■ **СУТЬ ЗАДАНИЯ**:
Ответьте на вопросы по приведённому ниже тексту об инавгурации царя.
1. Кто выбирал кандидата в республиканские цари священнодействий?
2. Какие три силы взаимодействовали в обществе царского периода?
3. Куда поднимался новый царь после избрания на собрании курий и с какой целью?

■ **ПРЕДОСТАВЛЕННЫЙ ТЕКСТ**:
Насколько можно доверять поздней традиции? Есть, несомненно, резон в утверждении Т. Моммзена, что обряд инавгурации царя античная историография изображала по образцу инавгурации республиканского царя священнодействий15. Действительно, трудно представить, каким образом и почему могла сохраниться до первой фиксации память о процедуре назначения нового царя. О самой инавгурации республиканского царя священнодействий известно следующее: кандидата выбирал верховный понтифик16; инавгу-рация царя-жреца и фламинов проходила в присутствии коллегии понтификов на так называемых калатных комициях (Gell. XV 27.1), которые являлись особым видом комиций (куриатных или центу-
риатных) для решения вопросов, связанных с религией; в обряде инавгурации жрецов участвовали авгуры17.
Таким образом, кандидатов намечали, по всей видимости, понтифики, после чего окончательный выбор осуществлял верховный понтифик, а его кандидата инавгурировал авгур в присутствии коллегии понтификов на калатных комициях18. Но что значит «на калатных комициях»? Их роль совершенно неясна (здесь уместно вспомнить приведенную в начале статьи мысль В. Кункеля), поскольку нет данных о каком-либо положительном участии калатных комиций в процедуре инавгурации жрецов19. Граждане не участвовали ни в выборах царя-жреца, ни в утверждении их результатов, ни в обряде инавгурации, являясь, получается, просто зрителями или свидетелями обряда. Но если обратиться к царскому периоду, то созыв комиций при избрании царя приобретает смысл и значение, поскольку именно на собрании курий избирался новый царь (или, скорее, утверждался избранник сената), после чего он поднимался на Капитолий для получения согласия богов. Именно так вполне могло обстоять дело в обществе, в котором взаимодействовали военный вождь (рекс), совет старейшин (сенат) и собрание воинов (комиции). Гадание о воле богов было тесно связано с решением комиций и совершалось сразу же вслед за ним, поэтому присутствие народа при инавгурации, в ожидании объявления воли богов, вполне естественно и ожидаемо.
Следовательно, при всех возможных оговорках, мне представляется, что обряд инавгурации царя священнодействий повторял обряд инавгурации царя, а не наоборот. Это соответствие (царь ~ царь-жрец ~ жрецы-фламины) говорит в пользу тезиса о жреческом характере самого царского сана, что и явилось одной из причин создания специальной жреческой должности после ликвидации политической царской власти.

■ **СОХРАНЁННЫЕ ЗАПИСИ**:
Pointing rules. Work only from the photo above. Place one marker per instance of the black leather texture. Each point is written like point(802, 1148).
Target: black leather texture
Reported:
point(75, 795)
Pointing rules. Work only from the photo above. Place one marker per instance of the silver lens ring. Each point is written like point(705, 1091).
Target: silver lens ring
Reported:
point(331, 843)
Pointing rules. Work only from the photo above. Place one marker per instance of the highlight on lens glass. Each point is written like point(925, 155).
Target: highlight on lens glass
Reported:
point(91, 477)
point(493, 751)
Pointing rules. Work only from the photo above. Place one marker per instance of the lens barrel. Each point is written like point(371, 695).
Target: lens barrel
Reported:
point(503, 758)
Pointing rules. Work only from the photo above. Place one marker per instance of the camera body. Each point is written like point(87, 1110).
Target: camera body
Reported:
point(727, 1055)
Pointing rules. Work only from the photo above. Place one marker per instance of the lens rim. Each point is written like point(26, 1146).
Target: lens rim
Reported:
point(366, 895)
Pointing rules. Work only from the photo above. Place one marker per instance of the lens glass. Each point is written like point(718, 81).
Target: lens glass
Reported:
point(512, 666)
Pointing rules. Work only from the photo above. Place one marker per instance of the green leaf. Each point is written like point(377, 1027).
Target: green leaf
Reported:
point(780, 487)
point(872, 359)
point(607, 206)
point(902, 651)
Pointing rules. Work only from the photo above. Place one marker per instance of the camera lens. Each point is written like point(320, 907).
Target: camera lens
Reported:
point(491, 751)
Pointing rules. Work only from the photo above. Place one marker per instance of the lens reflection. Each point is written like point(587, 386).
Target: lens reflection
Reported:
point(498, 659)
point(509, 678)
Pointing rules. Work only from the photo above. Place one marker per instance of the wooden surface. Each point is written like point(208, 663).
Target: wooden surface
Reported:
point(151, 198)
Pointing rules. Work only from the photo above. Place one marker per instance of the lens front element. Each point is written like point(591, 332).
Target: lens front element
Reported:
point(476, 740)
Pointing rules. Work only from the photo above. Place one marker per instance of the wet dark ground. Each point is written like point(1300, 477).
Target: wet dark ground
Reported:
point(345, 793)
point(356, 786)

■ **ИТОГОВЫЙ ОТВЕТ**:
1. Верховный понтифик.
2. Военный вождь (рекс), совет старейшин (сенат) и собрание воинов (комиции).
3. На Капитолий, чтобы получить согласие богов.